Goal of the exercise |
Write out only the lines running from the one that contains "Objective: one point per instance of the turbine tower" to the end of the material, both ends included.

Dataset rows on where objects appear |
____
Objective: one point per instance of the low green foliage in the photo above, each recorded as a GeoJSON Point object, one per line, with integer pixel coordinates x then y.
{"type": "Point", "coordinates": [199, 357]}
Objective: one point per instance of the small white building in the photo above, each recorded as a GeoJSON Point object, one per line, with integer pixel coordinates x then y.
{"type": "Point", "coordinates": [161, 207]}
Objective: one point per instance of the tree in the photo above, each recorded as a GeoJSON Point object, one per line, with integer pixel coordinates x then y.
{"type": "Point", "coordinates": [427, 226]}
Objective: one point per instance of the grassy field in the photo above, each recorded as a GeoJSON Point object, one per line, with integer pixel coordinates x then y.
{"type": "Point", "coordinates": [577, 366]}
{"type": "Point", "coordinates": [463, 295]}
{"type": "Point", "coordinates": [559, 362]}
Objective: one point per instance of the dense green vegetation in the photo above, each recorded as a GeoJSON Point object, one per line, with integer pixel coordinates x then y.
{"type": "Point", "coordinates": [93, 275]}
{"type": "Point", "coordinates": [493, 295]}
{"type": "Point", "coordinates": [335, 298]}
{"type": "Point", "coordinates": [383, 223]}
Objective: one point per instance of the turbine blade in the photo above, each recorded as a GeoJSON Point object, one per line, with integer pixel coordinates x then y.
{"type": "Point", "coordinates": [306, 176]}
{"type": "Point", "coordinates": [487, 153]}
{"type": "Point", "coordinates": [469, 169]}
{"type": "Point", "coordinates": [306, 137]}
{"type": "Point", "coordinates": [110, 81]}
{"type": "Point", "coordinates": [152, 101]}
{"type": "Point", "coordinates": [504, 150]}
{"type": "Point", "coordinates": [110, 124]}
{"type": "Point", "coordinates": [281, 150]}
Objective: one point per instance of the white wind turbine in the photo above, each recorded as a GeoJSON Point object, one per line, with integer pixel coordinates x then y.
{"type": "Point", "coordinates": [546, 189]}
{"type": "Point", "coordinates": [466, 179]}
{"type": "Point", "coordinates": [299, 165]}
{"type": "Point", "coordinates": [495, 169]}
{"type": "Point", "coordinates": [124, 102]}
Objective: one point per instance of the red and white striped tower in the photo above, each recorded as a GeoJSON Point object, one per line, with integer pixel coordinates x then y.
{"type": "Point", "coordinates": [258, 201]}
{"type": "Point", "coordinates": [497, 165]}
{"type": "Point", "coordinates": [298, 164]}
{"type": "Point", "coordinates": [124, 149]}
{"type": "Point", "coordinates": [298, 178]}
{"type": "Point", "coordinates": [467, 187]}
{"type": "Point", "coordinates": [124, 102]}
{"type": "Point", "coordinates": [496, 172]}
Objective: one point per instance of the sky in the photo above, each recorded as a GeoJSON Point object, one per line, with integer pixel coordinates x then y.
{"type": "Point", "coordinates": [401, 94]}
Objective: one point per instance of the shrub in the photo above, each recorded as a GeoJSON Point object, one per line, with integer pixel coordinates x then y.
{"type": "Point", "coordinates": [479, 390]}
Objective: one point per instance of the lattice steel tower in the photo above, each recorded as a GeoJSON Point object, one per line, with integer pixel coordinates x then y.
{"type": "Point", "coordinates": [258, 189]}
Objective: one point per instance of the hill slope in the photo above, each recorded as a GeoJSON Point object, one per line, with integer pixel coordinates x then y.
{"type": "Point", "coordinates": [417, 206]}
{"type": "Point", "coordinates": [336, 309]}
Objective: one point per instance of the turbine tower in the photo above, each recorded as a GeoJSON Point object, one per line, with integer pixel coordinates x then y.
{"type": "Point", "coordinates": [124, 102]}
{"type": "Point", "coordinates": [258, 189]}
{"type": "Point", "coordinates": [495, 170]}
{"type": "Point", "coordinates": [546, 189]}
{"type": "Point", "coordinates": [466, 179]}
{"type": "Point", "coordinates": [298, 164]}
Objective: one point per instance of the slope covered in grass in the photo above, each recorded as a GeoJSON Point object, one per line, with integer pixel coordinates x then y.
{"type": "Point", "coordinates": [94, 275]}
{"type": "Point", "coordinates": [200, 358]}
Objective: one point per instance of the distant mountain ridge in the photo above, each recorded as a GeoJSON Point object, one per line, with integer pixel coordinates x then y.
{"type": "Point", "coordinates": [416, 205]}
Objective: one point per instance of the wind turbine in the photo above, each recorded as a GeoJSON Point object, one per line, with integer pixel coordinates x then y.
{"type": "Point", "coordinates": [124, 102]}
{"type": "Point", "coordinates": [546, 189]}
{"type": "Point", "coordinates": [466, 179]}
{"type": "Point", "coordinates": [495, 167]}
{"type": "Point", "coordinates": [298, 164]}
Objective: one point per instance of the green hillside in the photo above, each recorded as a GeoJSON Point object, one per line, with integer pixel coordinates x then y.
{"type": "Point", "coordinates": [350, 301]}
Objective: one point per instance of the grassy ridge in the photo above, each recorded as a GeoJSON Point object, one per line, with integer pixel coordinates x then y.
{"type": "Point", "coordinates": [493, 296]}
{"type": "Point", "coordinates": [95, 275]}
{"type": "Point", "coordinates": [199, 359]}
____
Reply |
Objective: one point per instance of the turbine tower in the photo above, each recorded as a GeoJSON Point object, one per line, with integer pixel coordinates x then y.
{"type": "Point", "coordinates": [124, 102]}
{"type": "Point", "coordinates": [258, 189]}
{"type": "Point", "coordinates": [495, 170]}
{"type": "Point", "coordinates": [546, 189]}
{"type": "Point", "coordinates": [466, 179]}
{"type": "Point", "coordinates": [298, 164]}
Objective: one point per instance of the slope covered in grass in the photo above, each recorded as a GeoJSON Point object, one per line, with integer pixel coordinates x then y.
{"type": "Point", "coordinates": [94, 275]}
{"type": "Point", "coordinates": [200, 358]}
Objective: one point per instance of the distant mountain ridge in the photo above, each recorded as a GeoJSON Point object, one per line, with integer pixel coordinates x then y.
{"type": "Point", "coordinates": [416, 205]}
Objective: one point per instance of the wind turbine in the photo above, each recorded as a GeoJSON Point object, one per line, with integer pixel coordinates x then y.
{"type": "Point", "coordinates": [124, 102]}
{"type": "Point", "coordinates": [546, 189]}
{"type": "Point", "coordinates": [466, 179]}
{"type": "Point", "coordinates": [495, 167]}
{"type": "Point", "coordinates": [298, 164]}
Objective: one point per instance of the green hillside in the photo above, each recorded as a GeoJSON Point object, one per line, with integer pixel coordinates x then y.
{"type": "Point", "coordinates": [350, 301]}
Objective: one point per instance of the grassy ridge in the photo above, each recorded as a GeoJSON Point object, one per line, with integer pixel coordinates x then y.
{"type": "Point", "coordinates": [493, 296]}
{"type": "Point", "coordinates": [95, 275]}
{"type": "Point", "coordinates": [199, 359]}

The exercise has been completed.